Give back the full set of entries that follows, exactly as written.

Saved data entries =
+ + + + +

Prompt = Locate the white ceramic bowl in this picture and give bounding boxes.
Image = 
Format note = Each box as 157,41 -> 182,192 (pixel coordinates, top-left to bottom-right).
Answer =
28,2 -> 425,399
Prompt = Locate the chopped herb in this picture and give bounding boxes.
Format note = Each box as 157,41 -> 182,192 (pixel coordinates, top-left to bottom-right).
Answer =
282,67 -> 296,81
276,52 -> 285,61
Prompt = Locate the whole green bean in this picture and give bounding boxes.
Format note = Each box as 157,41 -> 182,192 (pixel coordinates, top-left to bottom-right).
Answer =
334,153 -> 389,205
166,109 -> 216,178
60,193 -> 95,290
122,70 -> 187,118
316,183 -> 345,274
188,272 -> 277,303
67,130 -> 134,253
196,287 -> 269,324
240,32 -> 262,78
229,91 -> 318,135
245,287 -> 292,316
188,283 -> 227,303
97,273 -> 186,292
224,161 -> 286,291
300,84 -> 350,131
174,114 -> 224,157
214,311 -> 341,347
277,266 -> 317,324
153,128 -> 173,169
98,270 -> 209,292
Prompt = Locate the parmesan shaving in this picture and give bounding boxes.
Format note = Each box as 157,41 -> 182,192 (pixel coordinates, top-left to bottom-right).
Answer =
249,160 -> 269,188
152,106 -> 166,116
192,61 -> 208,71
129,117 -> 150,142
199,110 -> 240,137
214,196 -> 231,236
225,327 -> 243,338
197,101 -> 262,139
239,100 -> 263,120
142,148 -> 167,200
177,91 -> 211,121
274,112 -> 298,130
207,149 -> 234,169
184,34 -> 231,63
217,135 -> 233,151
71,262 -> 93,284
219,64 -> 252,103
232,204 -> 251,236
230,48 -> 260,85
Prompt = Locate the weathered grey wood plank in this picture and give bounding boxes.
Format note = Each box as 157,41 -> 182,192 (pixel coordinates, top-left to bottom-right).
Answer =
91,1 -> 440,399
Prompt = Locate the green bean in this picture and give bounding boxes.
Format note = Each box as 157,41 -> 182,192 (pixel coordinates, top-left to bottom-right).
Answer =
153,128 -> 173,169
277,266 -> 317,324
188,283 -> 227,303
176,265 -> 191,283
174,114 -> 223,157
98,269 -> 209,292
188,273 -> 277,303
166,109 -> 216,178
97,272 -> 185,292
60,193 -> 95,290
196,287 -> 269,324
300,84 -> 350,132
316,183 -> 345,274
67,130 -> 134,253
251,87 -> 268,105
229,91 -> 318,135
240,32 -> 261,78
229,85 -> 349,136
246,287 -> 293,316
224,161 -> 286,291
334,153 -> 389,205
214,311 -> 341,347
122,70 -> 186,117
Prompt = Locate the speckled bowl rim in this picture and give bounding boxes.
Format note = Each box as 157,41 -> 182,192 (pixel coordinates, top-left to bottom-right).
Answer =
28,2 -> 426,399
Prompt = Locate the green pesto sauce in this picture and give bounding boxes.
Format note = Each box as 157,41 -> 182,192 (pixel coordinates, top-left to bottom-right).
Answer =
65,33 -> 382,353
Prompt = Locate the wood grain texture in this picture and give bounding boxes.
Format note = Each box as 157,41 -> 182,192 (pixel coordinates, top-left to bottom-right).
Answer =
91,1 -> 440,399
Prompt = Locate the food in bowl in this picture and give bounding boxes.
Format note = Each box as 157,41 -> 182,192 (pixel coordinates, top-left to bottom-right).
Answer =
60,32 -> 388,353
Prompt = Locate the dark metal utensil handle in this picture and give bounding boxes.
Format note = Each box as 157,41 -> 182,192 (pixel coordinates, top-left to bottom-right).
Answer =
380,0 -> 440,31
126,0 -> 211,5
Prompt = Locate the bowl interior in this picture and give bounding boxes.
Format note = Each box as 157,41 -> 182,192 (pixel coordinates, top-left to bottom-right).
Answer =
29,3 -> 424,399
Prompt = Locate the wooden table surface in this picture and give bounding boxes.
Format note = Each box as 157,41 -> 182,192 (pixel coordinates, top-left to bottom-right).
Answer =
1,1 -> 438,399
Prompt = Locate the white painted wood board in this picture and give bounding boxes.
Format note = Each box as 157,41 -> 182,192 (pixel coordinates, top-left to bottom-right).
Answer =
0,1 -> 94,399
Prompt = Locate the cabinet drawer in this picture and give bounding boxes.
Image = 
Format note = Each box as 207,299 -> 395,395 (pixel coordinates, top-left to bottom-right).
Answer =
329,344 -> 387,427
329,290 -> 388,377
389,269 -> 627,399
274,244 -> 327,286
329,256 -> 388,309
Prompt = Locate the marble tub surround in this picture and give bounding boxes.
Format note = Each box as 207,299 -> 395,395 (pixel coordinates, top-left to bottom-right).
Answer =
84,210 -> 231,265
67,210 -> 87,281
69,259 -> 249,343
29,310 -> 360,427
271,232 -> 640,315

+ + + + +

Exercise output =
Prompt = Locate the white ceramic bowl in this picture and give bounding boxes.
Image = 
Format note = Each box as 157,41 -> 182,192 (pixel coordinates, top-left to bottom-right).
Answer =
28,2 -> 425,399
Prompt = Locate the chopped herb in this picture and give bounding boxes.
Format note = Each box as 157,41 -> 182,192 (pixel coordinates, top-left to bottom-right).
Answer =
282,67 -> 296,81
276,52 -> 285,61
Prompt = Locate the whole green bean in this picture and give bounding boxes.
Format note = Each box as 157,41 -> 182,192 (pixel coordinates, top-left to bottom-right).
Answer =
334,153 -> 389,205
166,109 -> 216,178
60,193 -> 95,290
122,70 -> 187,118
316,183 -> 345,274
188,272 -> 277,303
67,130 -> 134,253
196,287 -> 269,324
240,32 -> 262,78
229,91 -> 318,135
245,287 -> 292,316
188,283 -> 227,303
97,273 -> 186,292
224,161 -> 286,291
300,84 -> 350,131
174,114 -> 224,157
214,311 -> 341,347
277,266 -> 317,324
153,128 -> 173,169
98,270 -> 209,292
Prompt = Locate the parmesan shaving in this picture and give bounding boxes.
Format note = Each box as 157,41 -> 182,192 (pixel coordinates, top-left to bottom-right).
Answer =
249,160 -> 269,188
152,106 -> 166,116
192,61 -> 208,71
129,117 -> 150,142
199,110 -> 240,137
214,196 -> 231,236
225,327 -> 243,338
197,101 -> 262,139
239,100 -> 263,120
142,148 -> 167,200
177,91 -> 211,121
274,112 -> 298,130
207,149 -> 234,169
184,34 -> 231,63
217,135 -> 233,151
71,262 -> 93,284
219,64 -> 252,103
232,204 -> 251,236
230,48 -> 260,85
Prompt = Locate the weathered grey wood plank in this picture and give bounding boxes.
Format note = Each box as 157,41 -> 182,192 (pixel coordinates, top-left to bottom-right).
Answer =
91,1 -> 440,399
Prompt = Locate the green bean in this picture and give bounding boxes.
Format note = Each box as 157,41 -> 182,192 (pixel coordinates, top-left to bottom-right).
Answer =
153,128 -> 173,169
277,266 -> 317,324
188,283 -> 227,303
176,265 -> 191,283
174,114 -> 223,157
98,269 -> 209,292
188,273 -> 277,303
166,109 -> 216,178
97,272 -> 185,292
60,193 -> 95,290
196,287 -> 269,324
300,84 -> 350,132
316,183 -> 345,274
67,130 -> 134,253
251,87 -> 268,105
229,91 -> 318,135
240,32 -> 261,78
229,85 -> 349,136
246,287 -> 293,316
224,161 -> 286,291
334,153 -> 389,205
214,311 -> 341,347
122,70 -> 186,117
Prompt = Locate the speckled bowl rim in this picture and give bounding boxes.
Format note = Each box as 157,41 -> 182,192 (pixel coordinates, top-left to bottom-right).
Answer =
28,2 -> 426,399
Prompt = Locate the green pesto sauce in this picture and give bounding boxes.
Format note = Each box as 157,41 -> 182,192 (pixel coordinates, top-left to bottom-right).
Answer =
65,33 -> 382,353
Prompt = Locate the wood grain texture in this picture and give bounding boxes.
Format note = Each box as 157,41 -> 182,192 (pixel coordinates, top-left to bottom-right).
Answer =
91,1 -> 440,399
Prompt = Locate the food in bowl in this picture and give bounding boxes.
Format note = Each box as 157,41 -> 182,192 (pixel coordinates, top-left to bottom-right).
Answer =
60,32 -> 388,353
Prompt = Locate the dark metal utensil handle in this picture and give bounding boxes.
Format note = Each box as 157,41 -> 182,192 (pixel coordinates, top-left to bottom-right).
Answer =
380,0 -> 440,31
126,0 -> 211,5
Prompt = Locate the bowl interior in this picture and give bounding boxes.
Format note = Each box as 157,41 -> 182,192 (pixel coordinates, top-left to bottom-right).
Answer =
29,3 -> 424,399
Prompt = Locate the wooden table surface in this picture and give bounding boxes.
Format note = Each box as 157,41 -> 182,192 (pixel coordinates, top-left to bottom-right).
Answer =
1,1 -> 438,399
Prompt = Locate the white painted wood board in this picture and give bounding boxes.
Format note = Each box as 157,41 -> 182,192 (pixel coordinates, top-left to bottom-right).
Answer =
0,1 -> 94,399
Prompt = Locate the cabinet drawer in this picture and give bounding boxes.
Image = 
Format note = Each box as 207,299 -> 395,395 (pixel coordinates, top-left to bottom-right).
Answer =
329,344 -> 387,427
329,290 -> 388,377
389,269 -> 627,399
274,244 -> 327,286
329,256 -> 388,309
Prompt = Locate the marble tub surround in this picture and give bounding boxes.
Format note = Each box as 207,299 -> 395,395 (pixel coordinates, top-left to bottom-right).
Answer =
84,210 -> 231,265
67,210 -> 87,281
69,259 -> 249,343
29,310 -> 360,427
271,232 -> 640,315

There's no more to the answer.